Content starts
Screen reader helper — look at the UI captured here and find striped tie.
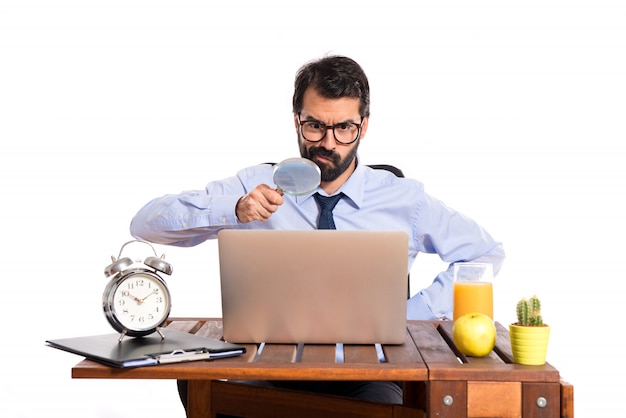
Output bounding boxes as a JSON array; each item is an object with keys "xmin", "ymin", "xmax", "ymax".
[{"xmin": 314, "ymin": 193, "xmax": 343, "ymax": 230}]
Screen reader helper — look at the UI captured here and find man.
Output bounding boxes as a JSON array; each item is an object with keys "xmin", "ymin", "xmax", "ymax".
[{"xmin": 130, "ymin": 55, "xmax": 505, "ymax": 405}]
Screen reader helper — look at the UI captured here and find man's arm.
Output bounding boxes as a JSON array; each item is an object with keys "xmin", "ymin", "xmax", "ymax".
[
  {"xmin": 129, "ymin": 190, "xmax": 242, "ymax": 246},
  {"xmin": 129, "ymin": 166, "xmax": 282, "ymax": 246},
  {"xmin": 407, "ymin": 192, "xmax": 505, "ymax": 320},
  {"xmin": 406, "ymin": 242, "xmax": 505, "ymax": 320}
]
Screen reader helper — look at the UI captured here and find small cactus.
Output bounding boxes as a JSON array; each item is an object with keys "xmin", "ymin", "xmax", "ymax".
[{"xmin": 516, "ymin": 295, "xmax": 544, "ymax": 326}]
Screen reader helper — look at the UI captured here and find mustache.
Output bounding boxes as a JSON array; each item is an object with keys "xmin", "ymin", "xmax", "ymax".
[{"xmin": 308, "ymin": 146, "xmax": 340, "ymax": 164}]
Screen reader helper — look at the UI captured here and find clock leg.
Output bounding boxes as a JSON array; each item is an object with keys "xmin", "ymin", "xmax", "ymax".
[
  {"xmin": 117, "ymin": 330, "xmax": 127, "ymax": 343},
  {"xmin": 157, "ymin": 327, "xmax": 165, "ymax": 340}
]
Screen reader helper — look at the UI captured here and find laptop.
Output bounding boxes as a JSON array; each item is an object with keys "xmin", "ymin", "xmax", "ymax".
[{"xmin": 218, "ymin": 229, "xmax": 409, "ymax": 344}]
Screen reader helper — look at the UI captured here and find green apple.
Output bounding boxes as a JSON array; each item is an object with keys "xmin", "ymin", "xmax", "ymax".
[{"xmin": 452, "ymin": 312, "xmax": 496, "ymax": 357}]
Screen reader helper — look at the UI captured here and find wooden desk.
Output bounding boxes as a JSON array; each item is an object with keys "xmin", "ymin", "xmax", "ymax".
[{"xmin": 72, "ymin": 318, "xmax": 573, "ymax": 418}]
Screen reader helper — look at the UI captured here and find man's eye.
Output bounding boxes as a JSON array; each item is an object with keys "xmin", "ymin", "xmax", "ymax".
[
  {"xmin": 336, "ymin": 123, "xmax": 351, "ymax": 131},
  {"xmin": 306, "ymin": 121, "xmax": 323, "ymax": 130}
]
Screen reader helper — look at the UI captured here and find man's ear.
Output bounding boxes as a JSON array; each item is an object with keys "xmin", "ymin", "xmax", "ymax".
[
  {"xmin": 293, "ymin": 114, "xmax": 300, "ymax": 133},
  {"xmin": 359, "ymin": 117, "xmax": 369, "ymax": 140}
]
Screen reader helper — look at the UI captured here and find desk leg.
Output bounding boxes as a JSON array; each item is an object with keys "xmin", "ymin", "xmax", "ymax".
[
  {"xmin": 403, "ymin": 381, "xmax": 427, "ymax": 410},
  {"xmin": 427, "ymin": 381, "xmax": 466, "ymax": 418},
  {"xmin": 560, "ymin": 380, "xmax": 575, "ymax": 418},
  {"xmin": 187, "ymin": 380, "xmax": 213, "ymax": 418}
]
Content ends
Count of lines that include "reader" in the records above: write that value only.

▶ **Response to the exercise**:
12